▶ **Problem description**
Below are some records: retype them all exactly, but not the pictures.

Entries from a dataset

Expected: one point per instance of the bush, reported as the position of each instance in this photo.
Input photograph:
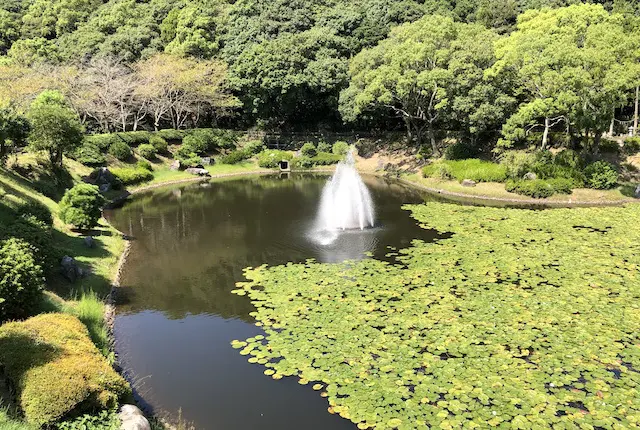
(147, 151)
(235, 157)
(474, 169)
(601, 175)
(324, 147)
(38, 235)
(120, 150)
(89, 154)
(134, 138)
(271, 157)
(340, 148)
(460, 151)
(37, 210)
(537, 188)
(80, 206)
(631, 146)
(21, 279)
(309, 150)
(130, 176)
(145, 165)
(159, 144)
(56, 370)
(102, 141)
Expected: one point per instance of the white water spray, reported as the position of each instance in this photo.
(345, 203)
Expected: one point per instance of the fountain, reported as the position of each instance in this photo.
(345, 202)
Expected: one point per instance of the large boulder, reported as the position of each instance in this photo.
(132, 418)
(198, 171)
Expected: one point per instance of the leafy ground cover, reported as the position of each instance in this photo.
(522, 319)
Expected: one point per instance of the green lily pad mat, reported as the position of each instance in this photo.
(522, 319)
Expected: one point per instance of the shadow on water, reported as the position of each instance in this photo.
(177, 317)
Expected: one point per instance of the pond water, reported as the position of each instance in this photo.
(176, 316)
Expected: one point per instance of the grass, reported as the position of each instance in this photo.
(497, 190)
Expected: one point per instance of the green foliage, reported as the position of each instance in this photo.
(340, 148)
(81, 206)
(270, 158)
(601, 175)
(56, 369)
(540, 188)
(520, 319)
(120, 150)
(159, 144)
(55, 127)
(21, 279)
(89, 155)
(148, 151)
(105, 420)
(309, 150)
(631, 146)
(474, 169)
(132, 176)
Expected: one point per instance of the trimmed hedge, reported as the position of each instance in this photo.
(21, 279)
(130, 175)
(56, 370)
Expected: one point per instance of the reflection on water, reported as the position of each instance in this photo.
(177, 316)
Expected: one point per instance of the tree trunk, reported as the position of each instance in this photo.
(545, 135)
(635, 114)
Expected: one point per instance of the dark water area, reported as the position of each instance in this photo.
(176, 316)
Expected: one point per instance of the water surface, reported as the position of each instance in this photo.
(177, 317)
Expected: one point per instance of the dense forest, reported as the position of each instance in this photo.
(485, 70)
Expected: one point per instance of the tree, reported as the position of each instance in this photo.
(21, 279)
(55, 127)
(566, 63)
(81, 206)
(424, 73)
(14, 129)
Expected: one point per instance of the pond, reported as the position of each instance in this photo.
(176, 316)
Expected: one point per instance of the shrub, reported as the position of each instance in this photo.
(324, 147)
(56, 369)
(309, 150)
(159, 144)
(340, 148)
(171, 134)
(145, 165)
(601, 175)
(102, 141)
(631, 146)
(80, 206)
(89, 155)
(538, 188)
(37, 210)
(120, 150)
(134, 138)
(187, 157)
(147, 151)
(21, 279)
(38, 235)
(235, 157)
(271, 157)
(460, 151)
(130, 175)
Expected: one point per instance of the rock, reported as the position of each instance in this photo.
(198, 171)
(132, 418)
(89, 242)
(69, 268)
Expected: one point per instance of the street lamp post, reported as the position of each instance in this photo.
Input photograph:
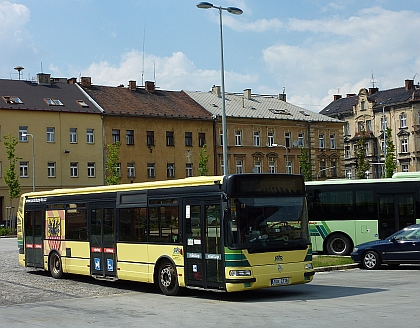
(287, 154)
(33, 158)
(235, 11)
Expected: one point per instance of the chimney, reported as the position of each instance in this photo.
(150, 86)
(86, 81)
(282, 96)
(132, 85)
(247, 93)
(43, 79)
(409, 84)
(215, 89)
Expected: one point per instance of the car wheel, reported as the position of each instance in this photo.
(338, 244)
(168, 279)
(56, 269)
(371, 260)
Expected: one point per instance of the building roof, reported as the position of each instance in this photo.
(30, 95)
(139, 102)
(391, 97)
(256, 106)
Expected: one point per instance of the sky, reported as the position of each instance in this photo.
(309, 49)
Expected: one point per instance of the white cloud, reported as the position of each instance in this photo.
(176, 72)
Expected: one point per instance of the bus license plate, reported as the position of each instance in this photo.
(280, 281)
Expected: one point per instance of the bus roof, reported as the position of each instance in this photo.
(192, 181)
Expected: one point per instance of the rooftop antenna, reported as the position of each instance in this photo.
(373, 80)
(144, 39)
(19, 69)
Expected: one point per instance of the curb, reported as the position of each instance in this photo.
(337, 267)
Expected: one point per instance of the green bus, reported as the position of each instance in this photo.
(344, 213)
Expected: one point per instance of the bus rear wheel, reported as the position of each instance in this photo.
(168, 279)
(56, 269)
(338, 244)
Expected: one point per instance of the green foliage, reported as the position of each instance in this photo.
(390, 160)
(203, 161)
(10, 177)
(362, 163)
(305, 165)
(111, 165)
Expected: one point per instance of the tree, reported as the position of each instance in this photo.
(111, 165)
(390, 162)
(363, 165)
(305, 165)
(203, 161)
(10, 177)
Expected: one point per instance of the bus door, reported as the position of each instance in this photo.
(203, 244)
(102, 240)
(33, 238)
(395, 212)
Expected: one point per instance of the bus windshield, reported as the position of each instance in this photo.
(268, 224)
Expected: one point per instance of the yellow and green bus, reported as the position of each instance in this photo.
(344, 213)
(220, 233)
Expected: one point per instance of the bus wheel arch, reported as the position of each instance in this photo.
(55, 265)
(338, 243)
(166, 276)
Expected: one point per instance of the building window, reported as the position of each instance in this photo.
(170, 138)
(257, 139)
(150, 138)
(23, 133)
(74, 169)
(270, 138)
(403, 120)
(239, 166)
(129, 136)
(188, 139)
(257, 166)
(287, 139)
(301, 140)
(272, 165)
(404, 146)
(116, 135)
(50, 134)
(332, 141)
(170, 170)
(189, 170)
(151, 170)
(51, 169)
(201, 139)
(90, 136)
(131, 170)
(73, 135)
(321, 141)
(91, 170)
(346, 128)
(238, 137)
(23, 169)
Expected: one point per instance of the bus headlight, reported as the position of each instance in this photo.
(239, 273)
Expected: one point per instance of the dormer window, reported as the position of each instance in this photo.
(53, 102)
(12, 100)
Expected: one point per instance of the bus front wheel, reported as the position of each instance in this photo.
(168, 279)
(56, 269)
(338, 244)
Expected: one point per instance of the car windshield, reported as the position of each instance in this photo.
(268, 224)
(408, 234)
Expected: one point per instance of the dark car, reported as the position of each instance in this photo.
(402, 247)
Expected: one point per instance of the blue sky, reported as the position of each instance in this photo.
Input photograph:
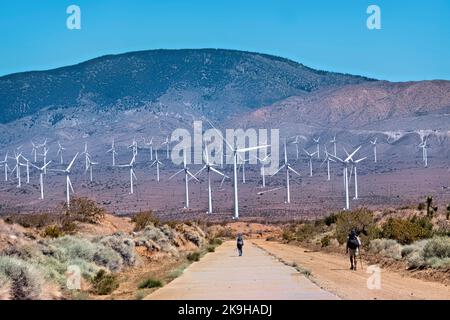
(413, 44)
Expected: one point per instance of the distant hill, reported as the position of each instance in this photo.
(213, 82)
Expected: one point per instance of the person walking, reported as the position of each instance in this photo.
(352, 248)
(240, 244)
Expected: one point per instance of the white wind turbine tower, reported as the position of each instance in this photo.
(6, 167)
(34, 151)
(316, 140)
(187, 174)
(333, 141)
(209, 167)
(310, 155)
(156, 163)
(235, 151)
(91, 164)
(45, 154)
(167, 143)
(133, 146)
(41, 177)
(345, 162)
(264, 162)
(150, 146)
(17, 169)
(27, 165)
(288, 168)
(328, 160)
(374, 143)
(68, 182)
(132, 175)
(60, 152)
(296, 142)
(355, 169)
(113, 152)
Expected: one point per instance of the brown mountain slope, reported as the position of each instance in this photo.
(354, 106)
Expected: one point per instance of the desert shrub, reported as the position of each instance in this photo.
(150, 283)
(325, 241)
(360, 220)
(143, 219)
(215, 242)
(387, 248)
(407, 231)
(24, 279)
(331, 219)
(123, 245)
(52, 231)
(193, 256)
(85, 210)
(104, 283)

▶ **Result of this task**
Expected: one point per instance of the bush, reported as the position of each instance in this photo.
Input photograph:
(147, 151)
(235, 157)
(474, 169)
(601, 175)
(324, 147)
(38, 235)
(120, 150)
(89, 154)
(134, 138)
(271, 157)
(340, 148)
(460, 151)
(37, 210)
(537, 188)
(80, 206)
(631, 146)
(21, 279)
(309, 150)
(130, 176)
(145, 165)
(159, 144)
(56, 370)
(102, 141)
Expected: one point per instance of the white water spray, reported as the position of each instance in this photo.
(345, 203)
Expected: one point per instance of the fountain, reported as the position of each instance in this photo.
(345, 202)
Expected: one point per instance of the large boulder, reported as the position of each instance in this photo.
(132, 418)
(198, 171)
Expected: one point per instance of the leafy ground cover, reported as the position of each instance in this photo.
(522, 319)
Expected: one point per instance of the green lily pad mat, reported as the position of each instance in this photo.
(522, 319)
Expected: one point per instance of the shadow on water, reported as the position of each instance in this photo.
(177, 317)
Expected: one point per instance of the pond water, reported as the position of each instance in this photo.
(176, 316)
Expected: one point per instance of the grass, reported as the position of each instance in this photo.
(497, 190)
Expected: one point per instance of the green foliage, reported as the position of each instance in this photo.
(340, 148)
(81, 206)
(270, 158)
(601, 175)
(56, 369)
(540, 188)
(520, 319)
(120, 150)
(159, 144)
(55, 127)
(21, 279)
(89, 155)
(148, 151)
(105, 420)
(309, 150)
(631, 146)
(474, 169)
(132, 176)
Expected: one point per instance of the trimmed hedge, reported as the position of each instance in this photo.
(21, 279)
(130, 175)
(56, 370)
Expected: one point per instance of the reflection on water, reported as the position of each instance in this photo.
(177, 316)
Expected: one point per instance of the tree trunk, reported as the position of each instance in this photo.
(545, 135)
(635, 114)
Expected: one point per instance of the dark water area, reported as the position of each instance in this photo.
(176, 316)
Expected: one point per instance of the water surface, reported as the position of each instance in this photo.
(177, 317)
Expected: one point per instance of the dense forest, reported as the position of each instance in this photo.
(485, 70)
Expected: one point per instance of the tree, reported as the position of each instance in this photo.
(21, 279)
(55, 127)
(566, 63)
(81, 206)
(424, 73)
(14, 129)
Expected: one point per instance of the pond, reported as the position of each instance in this photo.
(176, 316)
Expected: one point per instance of the shrub, reported as the position of each instance in this photo.
(324, 147)
(56, 369)
(309, 150)
(159, 144)
(340, 148)
(171, 134)
(145, 165)
(601, 175)
(102, 141)
(631, 146)
(80, 206)
(89, 155)
(538, 188)
(37, 210)
(120, 150)
(134, 138)
(187, 157)
(147, 151)
(21, 279)
(38, 235)
(235, 157)
(271, 157)
(460, 151)
(130, 175)
Expected: one point per instance of the rock, reported as the position of each instance in this photo.
(198, 171)
(132, 418)
(89, 242)
(69, 268)
Expected: one point per instance of the street lamp post, reported as the position of each instance in this photo.
Input photograph:
(287, 154)
(33, 158)
(235, 11)
Expected: one point per instance of the chimney, reported as the position of each instance in this photo.
(150, 86)
(86, 81)
(282, 96)
(132, 85)
(247, 93)
(43, 79)
(409, 84)
(215, 89)
Expected: one point per instance of the car wheel, reported as the position of each instance in this photo.
(338, 244)
(168, 279)
(56, 269)
(371, 260)
Expected: one point per instance of the building roof, reported as the position of each instance in this photo.
(30, 95)
(139, 102)
(391, 97)
(256, 106)
Expected: one point per instance of the sky, reported as the position of each instance in this photo.
(309, 49)
Expected: one point per instance of the white cloud, reported as the position of each instance in this photo.
(176, 72)
Expected: one point per instance of the bus license plate, reported as the position of each instance in this photo.
(280, 281)
Expected: one point per instance of the bus roof, reported as the position of each instance in this photo.
(192, 181)
Expected: one point per instance of the rooftop antenna, reported as the position of each instance in this photo.
(373, 80)
(144, 39)
(19, 69)
Expected: one point per instance of the curb, reported as the position of each instance in this photo.
(337, 267)
Expected: one point per instance of the green bus, reported as the position of each instance in this photo.
(344, 213)
Expected: one point per instance of the bus rear wheel, reported as the position of each instance in this photo.
(168, 279)
(56, 269)
(338, 244)
Expected: one point per instance of the green foliage, reported as the position of each instance in this photo.
(390, 160)
(203, 161)
(10, 177)
(362, 163)
(305, 165)
(111, 165)
Expected: one point per instance of the tree, reported as the position of each instance in this photo.
(111, 165)
(390, 162)
(363, 165)
(305, 165)
(203, 161)
(10, 177)
Expected: one point per instance of the bus door, reported as the position of each instance in this photo.
(203, 244)
(102, 240)
(33, 238)
(395, 212)
Expected: one point per instance of the bus windshield, reported as the position of each instance in this photo.
(268, 224)
Expected: one point per instance of the yellow and green bus, reported as the position of each instance in this photo.
(344, 213)
(220, 233)
Expected: one point per instance of the bus wheel arch, reported as the position of each instance in this photo.
(55, 265)
(338, 243)
(166, 276)
Expected: one point per instance of the building window, reported as the position of each instance in this photo.
(170, 138)
(257, 139)
(150, 138)
(23, 133)
(74, 169)
(270, 138)
(403, 120)
(239, 166)
(129, 136)
(188, 139)
(257, 166)
(287, 139)
(301, 140)
(272, 165)
(404, 146)
(116, 135)
(50, 134)
(332, 141)
(170, 170)
(189, 170)
(151, 170)
(51, 169)
(201, 139)
(90, 136)
(131, 170)
(73, 135)
(321, 141)
(91, 170)
(346, 128)
(238, 137)
(23, 169)
Expected: one point per instance of the bus headlight, reported as the position of each instance in this photo.
(239, 273)
Expected: one point per instance of the dormer window, reported as the position of each instance in this photo.
(53, 102)
(12, 100)
Expected: one point per instance of the bus front wheel, reported as the position of each instance in this photo.
(168, 279)
(56, 269)
(338, 244)
Expected: one point per instance of the car windshield, reported as the position of each instance in this photo.
(268, 224)
(408, 234)
Expected: one point per instance of the dark car, reported as the position of each instance in this photo.
(402, 247)
Expected: one point per instance of the blue sky, reported as the position of each instance in this photo.
Input photograph:
(413, 44)
Expected: one point per instance of the distant hill, reported as the position of each instance in this photo.
(213, 82)
Expected: one point per instance of the person walking, reported as the position of each instance in this photo.
(352, 248)
(240, 244)
Expected: one point per instance of the white wind turbine tower, reported as the position of each instance in this photo.
(6, 167)
(34, 151)
(316, 140)
(187, 174)
(333, 141)
(209, 167)
(310, 155)
(156, 163)
(235, 151)
(91, 164)
(45, 154)
(167, 143)
(133, 146)
(41, 177)
(345, 162)
(264, 162)
(150, 146)
(17, 169)
(27, 165)
(288, 168)
(328, 160)
(374, 143)
(68, 182)
(132, 175)
(60, 152)
(296, 142)
(355, 169)
(113, 152)
Expected: one point per instance of the brown mountain slope, reported as the position of each instance in this photo.
(354, 106)
Expected: one point per instance of the desert shrub, reported as the position of each instance in this photo.
(150, 283)
(325, 241)
(360, 220)
(143, 219)
(215, 242)
(387, 248)
(407, 231)
(24, 279)
(331, 219)
(123, 245)
(52, 231)
(193, 256)
(85, 210)
(104, 283)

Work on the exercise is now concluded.